WHAT TO PRODUCE:
Everything from the line containing "target | winter boot" to the final line of the records below should be given again exactly, and nothing else.

DATA SHOWN:
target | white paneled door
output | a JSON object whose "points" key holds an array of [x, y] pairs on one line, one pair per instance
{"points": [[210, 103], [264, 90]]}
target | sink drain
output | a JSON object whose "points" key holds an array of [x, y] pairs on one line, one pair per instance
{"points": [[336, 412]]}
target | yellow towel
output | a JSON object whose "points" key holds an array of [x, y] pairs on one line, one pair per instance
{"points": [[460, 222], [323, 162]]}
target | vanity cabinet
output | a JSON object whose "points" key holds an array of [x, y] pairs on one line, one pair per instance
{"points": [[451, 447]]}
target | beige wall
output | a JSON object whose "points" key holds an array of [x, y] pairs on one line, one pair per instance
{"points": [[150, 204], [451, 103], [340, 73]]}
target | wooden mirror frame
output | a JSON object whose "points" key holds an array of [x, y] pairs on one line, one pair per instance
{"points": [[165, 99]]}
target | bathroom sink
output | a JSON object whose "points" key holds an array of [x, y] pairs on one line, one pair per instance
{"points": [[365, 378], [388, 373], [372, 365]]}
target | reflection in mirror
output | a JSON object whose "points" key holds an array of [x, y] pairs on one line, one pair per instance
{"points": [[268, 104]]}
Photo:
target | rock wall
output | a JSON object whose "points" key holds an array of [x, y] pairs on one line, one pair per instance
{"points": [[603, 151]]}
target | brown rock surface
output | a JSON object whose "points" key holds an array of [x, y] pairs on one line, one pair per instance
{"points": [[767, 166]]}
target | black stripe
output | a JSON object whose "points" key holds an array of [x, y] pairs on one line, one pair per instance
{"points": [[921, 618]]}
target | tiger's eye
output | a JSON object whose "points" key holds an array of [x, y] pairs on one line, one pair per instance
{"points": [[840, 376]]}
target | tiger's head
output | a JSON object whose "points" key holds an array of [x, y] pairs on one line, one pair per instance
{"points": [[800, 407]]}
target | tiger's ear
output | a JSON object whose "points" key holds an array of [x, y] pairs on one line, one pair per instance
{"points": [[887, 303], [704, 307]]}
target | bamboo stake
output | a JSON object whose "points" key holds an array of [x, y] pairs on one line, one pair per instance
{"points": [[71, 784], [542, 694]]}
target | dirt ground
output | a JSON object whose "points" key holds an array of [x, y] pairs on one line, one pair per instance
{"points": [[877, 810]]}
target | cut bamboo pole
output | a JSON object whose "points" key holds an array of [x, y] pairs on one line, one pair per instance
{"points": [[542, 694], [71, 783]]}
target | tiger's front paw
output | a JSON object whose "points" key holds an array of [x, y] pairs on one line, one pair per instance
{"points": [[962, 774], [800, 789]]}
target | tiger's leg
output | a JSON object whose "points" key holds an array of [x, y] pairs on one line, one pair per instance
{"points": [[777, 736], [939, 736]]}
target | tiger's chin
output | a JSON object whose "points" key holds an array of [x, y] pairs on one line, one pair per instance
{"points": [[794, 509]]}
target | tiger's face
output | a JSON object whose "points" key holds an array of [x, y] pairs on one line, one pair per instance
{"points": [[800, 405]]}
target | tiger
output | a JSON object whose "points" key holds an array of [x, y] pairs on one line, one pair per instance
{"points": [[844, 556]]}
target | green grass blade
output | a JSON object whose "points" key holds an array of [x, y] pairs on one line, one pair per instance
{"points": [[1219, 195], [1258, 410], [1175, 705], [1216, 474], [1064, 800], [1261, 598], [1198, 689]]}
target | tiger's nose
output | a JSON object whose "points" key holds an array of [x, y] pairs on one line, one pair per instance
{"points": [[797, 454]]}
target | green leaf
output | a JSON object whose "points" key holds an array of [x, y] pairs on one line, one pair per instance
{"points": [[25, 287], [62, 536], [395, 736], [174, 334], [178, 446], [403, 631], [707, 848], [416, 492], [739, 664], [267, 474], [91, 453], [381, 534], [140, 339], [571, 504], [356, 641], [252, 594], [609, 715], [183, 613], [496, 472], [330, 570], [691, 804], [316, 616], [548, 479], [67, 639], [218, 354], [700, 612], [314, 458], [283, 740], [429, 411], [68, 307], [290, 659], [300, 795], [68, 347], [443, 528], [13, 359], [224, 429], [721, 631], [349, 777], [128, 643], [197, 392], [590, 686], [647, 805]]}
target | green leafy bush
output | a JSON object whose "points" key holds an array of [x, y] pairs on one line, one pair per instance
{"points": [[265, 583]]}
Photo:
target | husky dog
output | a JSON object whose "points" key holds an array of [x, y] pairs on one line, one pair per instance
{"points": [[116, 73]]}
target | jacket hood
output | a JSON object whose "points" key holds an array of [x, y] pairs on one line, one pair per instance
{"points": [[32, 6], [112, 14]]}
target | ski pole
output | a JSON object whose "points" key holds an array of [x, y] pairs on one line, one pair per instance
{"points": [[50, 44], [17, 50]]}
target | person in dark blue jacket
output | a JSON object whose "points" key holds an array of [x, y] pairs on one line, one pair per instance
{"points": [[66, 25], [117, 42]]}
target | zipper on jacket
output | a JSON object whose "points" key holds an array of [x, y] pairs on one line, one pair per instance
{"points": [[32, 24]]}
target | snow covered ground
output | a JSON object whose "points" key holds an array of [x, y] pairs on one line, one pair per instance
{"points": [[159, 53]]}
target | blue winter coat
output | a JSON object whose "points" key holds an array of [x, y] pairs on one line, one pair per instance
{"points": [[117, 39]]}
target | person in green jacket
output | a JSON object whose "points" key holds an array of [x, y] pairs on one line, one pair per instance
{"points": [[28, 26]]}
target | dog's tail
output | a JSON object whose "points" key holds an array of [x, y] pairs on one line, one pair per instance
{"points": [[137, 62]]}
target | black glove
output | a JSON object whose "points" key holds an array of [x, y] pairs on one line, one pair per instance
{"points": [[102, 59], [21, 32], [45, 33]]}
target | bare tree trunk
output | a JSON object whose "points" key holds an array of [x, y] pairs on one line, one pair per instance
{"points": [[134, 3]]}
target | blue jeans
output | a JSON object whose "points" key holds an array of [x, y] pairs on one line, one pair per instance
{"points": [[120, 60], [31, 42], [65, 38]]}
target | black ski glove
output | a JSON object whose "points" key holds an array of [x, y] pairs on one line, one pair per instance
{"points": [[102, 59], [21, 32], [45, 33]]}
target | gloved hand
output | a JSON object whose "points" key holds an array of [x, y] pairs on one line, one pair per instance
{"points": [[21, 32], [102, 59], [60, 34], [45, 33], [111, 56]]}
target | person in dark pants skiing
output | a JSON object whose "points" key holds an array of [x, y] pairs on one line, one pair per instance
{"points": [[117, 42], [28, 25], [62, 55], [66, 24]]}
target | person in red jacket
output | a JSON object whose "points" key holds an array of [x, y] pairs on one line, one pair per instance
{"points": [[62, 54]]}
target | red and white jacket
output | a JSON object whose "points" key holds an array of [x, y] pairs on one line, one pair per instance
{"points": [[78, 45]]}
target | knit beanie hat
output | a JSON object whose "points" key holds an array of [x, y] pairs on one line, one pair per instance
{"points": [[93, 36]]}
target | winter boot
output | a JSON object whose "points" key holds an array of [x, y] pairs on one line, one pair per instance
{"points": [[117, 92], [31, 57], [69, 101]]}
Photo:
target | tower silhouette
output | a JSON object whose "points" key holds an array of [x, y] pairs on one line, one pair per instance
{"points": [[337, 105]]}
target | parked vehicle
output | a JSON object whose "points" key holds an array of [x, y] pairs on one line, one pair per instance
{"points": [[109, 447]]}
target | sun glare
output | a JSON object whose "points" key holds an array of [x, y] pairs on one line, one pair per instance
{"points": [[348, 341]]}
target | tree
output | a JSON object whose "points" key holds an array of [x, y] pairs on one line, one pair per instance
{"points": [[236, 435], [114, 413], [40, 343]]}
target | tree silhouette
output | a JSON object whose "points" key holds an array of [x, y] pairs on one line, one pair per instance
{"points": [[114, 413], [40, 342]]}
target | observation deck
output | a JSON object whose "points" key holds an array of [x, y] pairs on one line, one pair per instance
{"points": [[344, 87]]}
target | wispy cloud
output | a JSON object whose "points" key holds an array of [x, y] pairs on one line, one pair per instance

OUTPUT BELOW:
target | winter boot
output | a JSON object whose "points" key holds an array of [x, y] pairs on one line, one pair per instance
{"points": [[117, 92], [31, 57], [69, 101]]}
Photo:
target | tower silhouette
output | a JSON object whose "points" key holds an array of [x, y] pairs on one line, one pair per instance
{"points": [[337, 105]]}
target | parked vehicle
output | a JSON object whose "points" key holds an array of [x, y] pairs on one line, one pair per instance
{"points": [[109, 447]]}
target | sun glare
output | a JSON object whose "points" key holds an array of [x, y] pairs on one line, one pair per instance
{"points": [[348, 341]]}
target | tree
output | a JSON object whose "points" key holds an array of [x, y] pairs on one line, one pair per instance
{"points": [[236, 435], [114, 413], [40, 343]]}
target | tree silhouette
output | a JSON object whose "points" key holds an array of [x, y] pairs on one line, one pair per instance
{"points": [[114, 413], [40, 342]]}
target | observation deck
output | a JSON object whose "points" key holds an array of [x, y] pairs on one line, one pair per instance
{"points": [[344, 87]]}
target | wispy cloud
output | a JSON object whose "points" key holds an array of [x, y] pairs on one line, one pair per instance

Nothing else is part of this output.